Did you know that the Arctic is a focus for the Department of Energy (DOE)? Thanks to Alaska, the United States is one of eight Arctic nations. From Earth’s atmosphere to the sea level, DOE researchers are working with counterparts across the state to study climate change, deploy clean energy systems in remote communities, advance viable cold climate electric transportation alternatives, and explore ways to use seaweed as a source of fuel.  

DOE employees are on the ground helping Alaskans build wind projects, install solar panels, extract electrical power from moving water, design energy-efficient structures, and transition to electric transportation. The Arctic Energy Office celebrates the truly groundbreaking work by the DOE offices and national labs with their partners in academia, industry, and local organizations. And these are just the tip of the iceberg of Arctic innovation. 

Take a look at some examples of DOE’s clean energy work in Alaska: 

Atmospheric Radiation Measurement

Aerial overview shot of the ARM observatory in Utqiagvik.
Aerial overview shot of the ARM observatory in Utqiagvik.

→ Supplied records:
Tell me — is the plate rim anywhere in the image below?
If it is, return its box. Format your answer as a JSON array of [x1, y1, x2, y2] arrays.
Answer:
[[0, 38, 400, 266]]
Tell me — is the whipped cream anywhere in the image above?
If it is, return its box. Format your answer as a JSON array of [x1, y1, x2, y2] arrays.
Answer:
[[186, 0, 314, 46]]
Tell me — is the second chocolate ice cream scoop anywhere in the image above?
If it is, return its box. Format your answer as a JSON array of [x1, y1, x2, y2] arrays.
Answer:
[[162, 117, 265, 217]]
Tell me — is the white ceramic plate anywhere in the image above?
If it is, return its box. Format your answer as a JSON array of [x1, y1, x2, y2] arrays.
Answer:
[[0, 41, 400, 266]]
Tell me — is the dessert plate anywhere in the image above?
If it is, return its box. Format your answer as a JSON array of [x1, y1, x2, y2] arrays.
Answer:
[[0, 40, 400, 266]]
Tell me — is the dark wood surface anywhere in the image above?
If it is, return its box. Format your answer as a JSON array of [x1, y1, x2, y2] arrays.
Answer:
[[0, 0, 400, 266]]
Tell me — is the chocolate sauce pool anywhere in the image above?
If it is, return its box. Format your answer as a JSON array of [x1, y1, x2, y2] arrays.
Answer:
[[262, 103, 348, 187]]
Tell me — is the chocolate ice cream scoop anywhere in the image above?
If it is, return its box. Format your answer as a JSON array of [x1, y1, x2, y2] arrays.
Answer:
...
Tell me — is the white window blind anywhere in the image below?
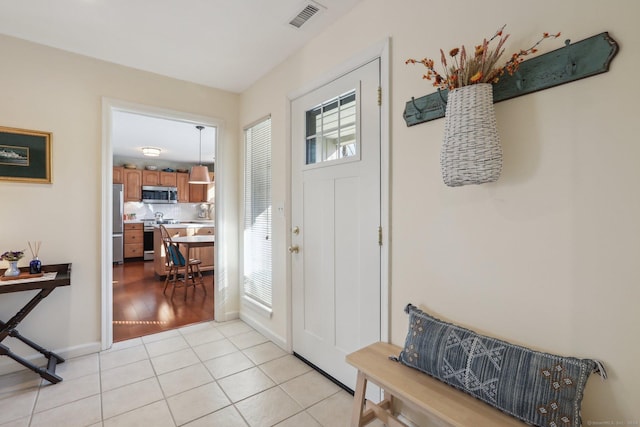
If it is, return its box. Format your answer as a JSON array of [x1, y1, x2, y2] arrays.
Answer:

→ Problem 1: According to the passage about the Department of Energy's work in the Arctic, what makes the United States one of eight Arctic nations?
→ Problem 2: Write out the rows again, requests included, starting at the line that contains "Tell me — is the plate" and ending at the line that contains "[[262, 103, 348, 187]]", but raise every bounding-box coordinate in the answers by 32. Give only those lines.

→ Exercise solution 1: Alaska makes the United States an Arctic nation.

→ Exercise solution 2:
Tell me — is the plate rim anywhere in the image below?
If it is, return its box. Format your answer as a JSON array of [x1, y1, x2, y2] arrays.
Answer:
[[32, 70, 432, 298]]
Tell me — is the whipped cream anywhere in the image above?
If it is, return its box. Format your answer as a JSON array of [x1, y1, x2, y2] arrays.
Answer:
[[218, 32, 346, 78]]
Tell me — is the second chocolate ice cream scoop anywhere in the image above?
If it is, return its box. Format your answer as a JSON array of [x1, y1, x2, y2] arrays.
Answer:
[[194, 149, 297, 249]]
Tell me — is the white ceramic plate anywhere in the image above?
If it is, return its box. Format your answer as a JSON array of [x1, y1, x2, y2] arrays.
Answer:
[[32, 73, 432, 298]]
Tell me — is the dessert plate anywhere in the image above?
If it is, return its box. Format your answer as a JSON array of [x1, y1, x2, y2] arrays.
Answer:
[[32, 72, 432, 298]]
Tell me — is the dark wood surface anywhere in the image above?
If it is, return its box. Format your answer as a JSON array of [x1, y1, x2, y2] arrays.
Answer:
[[32, 32, 432, 298]]
Tell me — is the chocolate sauce pool anywhere in the image above?
If it is, return its box. Format your answer as a JSON array of [x1, y1, x2, y2] arrays.
Answer:
[[294, 135, 380, 219]]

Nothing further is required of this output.